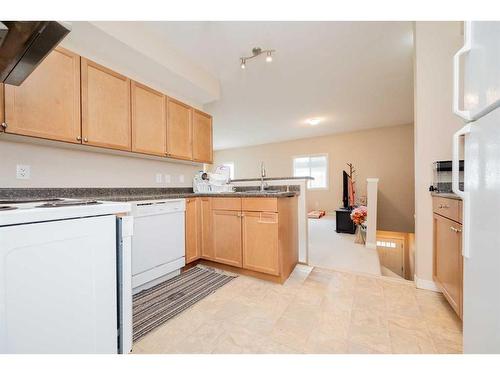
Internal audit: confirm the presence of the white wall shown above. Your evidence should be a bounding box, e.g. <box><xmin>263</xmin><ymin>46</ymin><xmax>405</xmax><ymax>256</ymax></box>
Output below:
<box><xmin>414</xmin><ymin>22</ymin><xmax>463</xmax><ymax>286</ymax></box>
<box><xmin>0</xmin><ymin>140</ymin><xmax>202</xmax><ymax>188</ymax></box>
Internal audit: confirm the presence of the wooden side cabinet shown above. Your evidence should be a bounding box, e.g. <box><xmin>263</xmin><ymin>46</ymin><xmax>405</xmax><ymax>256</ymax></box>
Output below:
<box><xmin>433</xmin><ymin>197</ymin><xmax>463</xmax><ymax>318</ymax></box>
<box><xmin>131</xmin><ymin>81</ymin><xmax>167</xmax><ymax>156</ymax></box>
<box><xmin>193</xmin><ymin>109</ymin><xmax>213</xmax><ymax>164</ymax></box>
<box><xmin>243</xmin><ymin>211</ymin><xmax>280</xmax><ymax>275</ymax></box>
<box><xmin>5</xmin><ymin>47</ymin><xmax>81</xmax><ymax>143</ymax></box>
<box><xmin>81</xmin><ymin>58</ymin><xmax>132</xmax><ymax>151</ymax></box>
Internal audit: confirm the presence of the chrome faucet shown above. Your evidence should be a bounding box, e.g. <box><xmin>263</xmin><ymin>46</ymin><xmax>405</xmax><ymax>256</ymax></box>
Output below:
<box><xmin>260</xmin><ymin>161</ymin><xmax>267</xmax><ymax>191</ymax></box>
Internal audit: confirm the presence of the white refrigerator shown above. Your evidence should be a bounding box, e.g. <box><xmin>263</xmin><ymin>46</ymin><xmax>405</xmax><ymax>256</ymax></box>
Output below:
<box><xmin>452</xmin><ymin>21</ymin><xmax>500</xmax><ymax>353</ymax></box>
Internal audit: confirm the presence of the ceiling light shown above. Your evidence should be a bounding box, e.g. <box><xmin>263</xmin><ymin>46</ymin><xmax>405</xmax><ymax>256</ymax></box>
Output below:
<box><xmin>306</xmin><ymin>118</ymin><xmax>321</xmax><ymax>126</ymax></box>
<box><xmin>240</xmin><ymin>47</ymin><xmax>276</xmax><ymax>69</ymax></box>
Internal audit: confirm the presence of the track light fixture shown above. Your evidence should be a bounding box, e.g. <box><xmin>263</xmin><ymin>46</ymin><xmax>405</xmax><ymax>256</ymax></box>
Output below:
<box><xmin>240</xmin><ymin>47</ymin><xmax>276</xmax><ymax>69</ymax></box>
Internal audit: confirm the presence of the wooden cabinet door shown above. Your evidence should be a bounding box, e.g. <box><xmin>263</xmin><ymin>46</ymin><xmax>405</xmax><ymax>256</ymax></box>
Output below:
<box><xmin>131</xmin><ymin>81</ymin><xmax>167</xmax><ymax>156</ymax></box>
<box><xmin>377</xmin><ymin>237</ymin><xmax>404</xmax><ymax>277</ymax></box>
<box><xmin>434</xmin><ymin>214</ymin><xmax>462</xmax><ymax>316</ymax></box>
<box><xmin>186</xmin><ymin>198</ymin><xmax>201</xmax><ymax>264</ymax></box>
<box><xmin>212</xmin><ymin>210</ymin><xmax>242</xmax><ymax>267</ymax></box>
<box><xmin>193</xmin><ymin>109</ymin><xmax>213</xmax><ymax>164</ymax></box>
<box><xmin>200</xmin><ymin>197</ymin><xmax>215</xmax><ymax>260</ymax></box>
<box><xmin>5</xmin><ymin>47</ymin><xmax>81</xmax><ymax>143</ymax></box>
<box><xmin>167</xmin><ymin>98</ymin><xmax>193</xmax><ymax>160</ymax></box>
<box><xmin>82</xmin><ymin>57</ymin><xmax>132</xmax><ymax>151</ymax></box>
<box><xmin>243</xmin><ymin>211</ymin><xmax>280</xmax><ymax>275</ymax></box>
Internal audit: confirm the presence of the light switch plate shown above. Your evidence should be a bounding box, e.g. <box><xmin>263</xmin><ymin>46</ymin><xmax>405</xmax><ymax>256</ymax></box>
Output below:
<box><xmin>16</xmin><ymin>164</ymin><xmax>31</xmax><ymax>180</ymax></box>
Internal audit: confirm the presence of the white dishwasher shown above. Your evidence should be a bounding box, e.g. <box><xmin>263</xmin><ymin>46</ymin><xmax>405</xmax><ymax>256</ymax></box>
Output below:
<box><xmin>130</xmin><ymin>199</ymin><xmax>186</xmax><ymax>294</ymax></box>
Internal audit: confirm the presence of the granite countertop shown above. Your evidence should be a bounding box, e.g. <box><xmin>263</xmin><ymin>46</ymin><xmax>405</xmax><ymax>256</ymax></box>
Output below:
<box><xmin>0</xmin><ymin>186</ymin><xmax>299</xmax><ymax>202</ymax></box>
<box><xmin>431</xmin><ymin>192</ymin><xmax>462</xmax><ymax>201</ymax></box>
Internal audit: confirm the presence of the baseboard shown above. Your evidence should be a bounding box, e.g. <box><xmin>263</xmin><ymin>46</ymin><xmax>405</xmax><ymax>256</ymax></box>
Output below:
<box><xmin>414</xmin><ymin>275</ymin><xmax>441</xmax><ymax>292</ymax></box>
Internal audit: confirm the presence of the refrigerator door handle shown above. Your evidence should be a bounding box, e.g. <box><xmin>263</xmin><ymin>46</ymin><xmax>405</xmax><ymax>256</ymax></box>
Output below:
<box><xmin>453</xmin><ymin>21</ymin><xmax>473</xmax><ymax>122</ymax></box>
<box><xmin>451</xmin><ymin>124</ymin><xmax>472</xmax><ymax>258</ymax></box>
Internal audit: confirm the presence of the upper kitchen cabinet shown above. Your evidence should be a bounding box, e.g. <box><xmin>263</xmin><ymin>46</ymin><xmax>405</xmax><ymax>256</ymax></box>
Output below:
<box><xmin>167</xmin><ymin>98</ymin><xmax>193</xmax><ymax>160</ymax></box>
<box><xmin>193</xmin><ymin>109</ymin><xmax>213</xmax><ymax>164</ymax></box>
<box><xmin>5</xmin><ymin>48</ymin><xmax>81</xmax><ymax>143</ymax></box>
<box><xmin>81</xmin><ymin>57</ymin><xmax>132</xmax><ymax>151</ymax></box>
<box><xmin>131</xmin><ymin>81</ymin><xmax>167</xmax><ymax>156</ymax></box>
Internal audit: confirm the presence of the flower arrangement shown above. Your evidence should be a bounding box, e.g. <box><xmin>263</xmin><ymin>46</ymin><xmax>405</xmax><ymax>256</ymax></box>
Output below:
<box><xmin>351</xmin><ymin>206</ymin><xmax>368</xmax><ymax>225</ymax></box>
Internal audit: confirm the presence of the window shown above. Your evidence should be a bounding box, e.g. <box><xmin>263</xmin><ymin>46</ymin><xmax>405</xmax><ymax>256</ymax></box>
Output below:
<box><xmin>293</xmin><ymin>154</ymin><xmax>328</xmax><ymax>189</ymax></box>
<box><xmin>222</xmin><ymin>161</ymin><xmax>234</xmax><ymax>180</ymax></box>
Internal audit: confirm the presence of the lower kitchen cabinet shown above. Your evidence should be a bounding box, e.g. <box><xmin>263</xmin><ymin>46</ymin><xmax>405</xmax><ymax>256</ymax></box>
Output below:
<box><xmin>212</xmin><ymin>210</ymin><xmax>241</xmax><ymax>267</ymax></box>
<box><xmin>0</xmin><ymin>47</ymin><xmax>81</xmax><ymax>143</ymax></box>
<box><xmin>433</xmin><ymin>198</ymin><xmax>463</xmax><ymax>318</ymax></box>
<box><xmin>186</xmin><ymin>198</ymin><xmax>201</xmax><ymax>264</ymax></box>
<box><xmin>186</xmin><ymin>197</ymin><xmax>298</xmax><ymax>282</ymax></box>
<box><xmin>242</xmin><ymin>211</ymin><xmax>280</xmax><ymax>275</ymax></box>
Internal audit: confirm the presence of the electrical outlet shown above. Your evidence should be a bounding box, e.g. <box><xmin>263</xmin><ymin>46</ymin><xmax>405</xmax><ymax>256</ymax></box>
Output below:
<box><xmin>16</xmin><ymin>164</ymin><xmax>31</xmax><ymax>180</ymax></box>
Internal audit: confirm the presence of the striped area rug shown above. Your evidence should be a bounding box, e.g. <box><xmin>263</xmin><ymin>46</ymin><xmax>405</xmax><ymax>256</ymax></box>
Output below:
<box><xmin>133</xmin><ymin>266</ymin><xmax>237</xmax><ymax>341</ymax></box>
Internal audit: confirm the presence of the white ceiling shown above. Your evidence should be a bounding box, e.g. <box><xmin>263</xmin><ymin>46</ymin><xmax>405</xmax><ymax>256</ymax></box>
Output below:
<box><xmin>142</xmin><ymin>22</ymin><xmax>413</xmax><ymax>149</ymax></box>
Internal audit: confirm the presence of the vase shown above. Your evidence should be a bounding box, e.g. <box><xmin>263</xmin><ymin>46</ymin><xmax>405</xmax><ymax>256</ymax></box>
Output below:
<box><xmin>354</xmin><ymin>225</ymin><xmax>365</xmax><ymax>245</ymax></box>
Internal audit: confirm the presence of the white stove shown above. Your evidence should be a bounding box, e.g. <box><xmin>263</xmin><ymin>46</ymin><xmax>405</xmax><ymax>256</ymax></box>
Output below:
<box><xmin>0</xmin><ymin>198</ymin><xmax>133</xmax><ymax>354</ymax></box>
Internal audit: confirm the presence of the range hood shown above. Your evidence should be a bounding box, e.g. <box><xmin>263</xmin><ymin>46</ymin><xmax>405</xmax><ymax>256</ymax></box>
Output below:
<box><xmin>0</xmin><ymin>21</ymin><xmax>71</xmax><ymax>86</ymax></box>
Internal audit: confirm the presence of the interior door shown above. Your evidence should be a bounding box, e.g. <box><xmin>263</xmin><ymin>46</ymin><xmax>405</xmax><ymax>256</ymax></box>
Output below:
<box><xmin>5</xmin><ymin>47</ymin><xmax>81</xmax><ymax>143</ymax></box>
<box><xmin>131</xmin><ymin>81</ymin><xmax>167</xmax><ymax>156</ymax></box>
<box><xmin>81</xmin><ymin>57</ymin><xmax>132</xmax><ymax>151</ymax></box>
<box><xmin>167</xmin><ymin>98</ymin><xmax>193</xmax><ymax>160</ymax></box>
<box><xmin>0</xmin><ymin>215</ymin><xmax>117</xmax><ymax>354</ymax></box>
<box><xmin>212</xmin><ymin>210</ymin><xmax>242</xmax><ymax>267</ymax></box>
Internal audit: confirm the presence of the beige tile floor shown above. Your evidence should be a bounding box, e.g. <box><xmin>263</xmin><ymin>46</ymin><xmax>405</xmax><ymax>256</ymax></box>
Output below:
<box><xmin>133</xmin><ymin>266</ymin><xmax>462</xmax><ymax>353</ymax></box>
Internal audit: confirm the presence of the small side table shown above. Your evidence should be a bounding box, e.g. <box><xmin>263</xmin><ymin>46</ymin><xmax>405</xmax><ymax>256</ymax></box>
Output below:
<box><xmin>335</xmin><ymin>208</ymin><xmax>356</xmax><ymax>234</ymax></box>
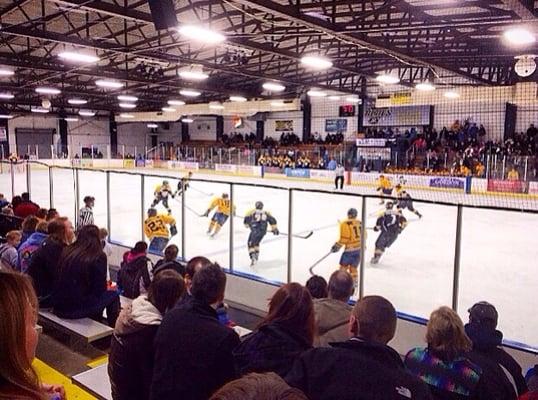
◇ ◇ ◇ ◇ ◇ ◇ ◇
How many lines above contain the string "cabinet"? Case counts. Give only the number.

4